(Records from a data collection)
/---
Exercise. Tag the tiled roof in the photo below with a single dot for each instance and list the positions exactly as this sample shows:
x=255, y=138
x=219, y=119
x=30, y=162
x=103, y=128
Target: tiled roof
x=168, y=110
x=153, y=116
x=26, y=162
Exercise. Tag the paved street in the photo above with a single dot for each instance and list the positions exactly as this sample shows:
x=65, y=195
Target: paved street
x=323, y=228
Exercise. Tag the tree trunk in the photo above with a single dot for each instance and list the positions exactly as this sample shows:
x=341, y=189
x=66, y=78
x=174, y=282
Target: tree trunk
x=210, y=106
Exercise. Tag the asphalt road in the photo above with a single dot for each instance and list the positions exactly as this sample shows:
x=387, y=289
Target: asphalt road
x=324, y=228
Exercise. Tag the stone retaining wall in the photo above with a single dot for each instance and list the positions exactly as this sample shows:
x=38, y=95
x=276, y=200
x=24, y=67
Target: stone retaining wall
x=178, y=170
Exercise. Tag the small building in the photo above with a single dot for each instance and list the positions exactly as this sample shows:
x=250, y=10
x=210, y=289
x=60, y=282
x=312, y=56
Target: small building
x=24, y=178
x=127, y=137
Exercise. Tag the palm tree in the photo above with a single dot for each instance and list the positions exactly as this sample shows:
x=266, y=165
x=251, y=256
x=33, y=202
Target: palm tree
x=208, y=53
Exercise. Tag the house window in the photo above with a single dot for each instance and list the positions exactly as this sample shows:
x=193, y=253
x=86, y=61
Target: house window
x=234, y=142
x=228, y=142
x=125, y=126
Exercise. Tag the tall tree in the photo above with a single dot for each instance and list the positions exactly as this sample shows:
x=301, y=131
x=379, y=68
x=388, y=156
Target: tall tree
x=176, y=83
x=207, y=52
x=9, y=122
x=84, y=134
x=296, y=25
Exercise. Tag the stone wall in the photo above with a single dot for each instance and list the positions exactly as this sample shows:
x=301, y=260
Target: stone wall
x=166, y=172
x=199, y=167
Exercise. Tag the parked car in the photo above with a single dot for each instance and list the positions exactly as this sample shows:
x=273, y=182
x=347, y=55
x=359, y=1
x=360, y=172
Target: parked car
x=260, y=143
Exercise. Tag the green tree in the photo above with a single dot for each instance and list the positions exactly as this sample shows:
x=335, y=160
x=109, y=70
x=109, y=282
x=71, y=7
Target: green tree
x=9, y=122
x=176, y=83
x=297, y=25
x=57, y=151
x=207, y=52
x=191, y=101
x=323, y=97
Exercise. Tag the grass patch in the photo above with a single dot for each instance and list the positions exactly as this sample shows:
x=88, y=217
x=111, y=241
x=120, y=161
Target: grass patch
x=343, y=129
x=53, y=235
\---
• YOUR GOAL: The answer must restate all of the entries exactly.

• RESULT:
Exercise. Tag the tiled roof in the photo below with a single dot for each instance and list the positions exactly as this sample shows:
x=255, y=138
x=219, y=119
x=30, y=162
x=103, y=128
Target: tiled roof
x=168, y=110
x=153, y=116
x=26, y=162
Exercise. Tag the paved street in the photo above with a single dot for each instance and list the positions exactly as this sample shows:
x=65, y=195
Target: paved street
x=323, y=228
Exercise. Tag the tree trunk in the photo above with a single dot for each instance and list the positions exactly as this sample shows:
x=341, y=189
x=66, y=78
x=174, y=282
Target: tree trunk
x=210, y=106
Exercise. Tag the asphalt road in the photo above with a single dot for each instance and list the positions exactly as this sample shows:
x=387, y=289
Target: asphalt road
x=324, y=228
Exercise. Tag the stone retaining wall in the photo above with a single dot for each instance and list the positions exactly as this sample shows:
x=38, y=95
x=276, y=200
x=24, y=67
Target: stone retaining wall
x=178, y=170
Exercise. Tag the small building in the photo above with a single dot for each instance and list the positions exactly as this sample shows:
x=250, y=10
x=210, y=289
x=60, y=282
x=312, y=56
Target: small building
x=24, y=178
x=127, y=137
Exercise. Tag the palm tree in the photo above with a single dot for each instance and list the positions exactly as this sample shows:
x=266, y=165
x=251, y=256
x=33, y=202
Target: palm tree
x=208, y=53
Exercise. Tag the house window in the photo above with a single dot for each instance and list the positions exactly as this sample shows:
x=193, y=253
x=86, y=61
Target: house window
x=234, y=142
x=228, y=142
x=125, y=126
Exercise. Tag the tall tree in the photo above with a single dot for each instance and list the positions exactly as this sample shows:
x=301, y=131
x=379, y=68
x=388, y=156
Target: tall tree
x=176, y=83
x=207, y=52
x=9, y=122
x=84, y=134
x=296, y=25
Exercise. Tag the stone wall in the photo above with a single dot for each instance and list the positions exactly as this sample shows:
x=301, y=260
Target: stone wall
x=166, y=172
x=199, y=167
Exercise. Tag the parked car in the photo above with a single dot for each instance and list the positions exactly as this sample shows:
x=273, y=182
x=347, y=55
x=359, y=1
x=360, y=172
Target: parked car
x=260, y=143
Exercise. Tag the green tree in the photo above with a single dot for each instance and list the positions exactly as this sample shows:
x=335, y=160
x=109, y=70
x=109, y=282
x=71, y=7
Target: green tree
x=9, y=122
x=176, y=83
x=297, y=25
x=57, y=151
x=207, y=52
x=191, y=101
x=323, y=97
Exercise. Tag the grass patch in the photo above with a single dot for each instance and list the positions exactly as this sample shows:
x=88, y=217
x=111, y=241
x=120, y=161
Target: grass patch
x=343, y=129
x=53, y=235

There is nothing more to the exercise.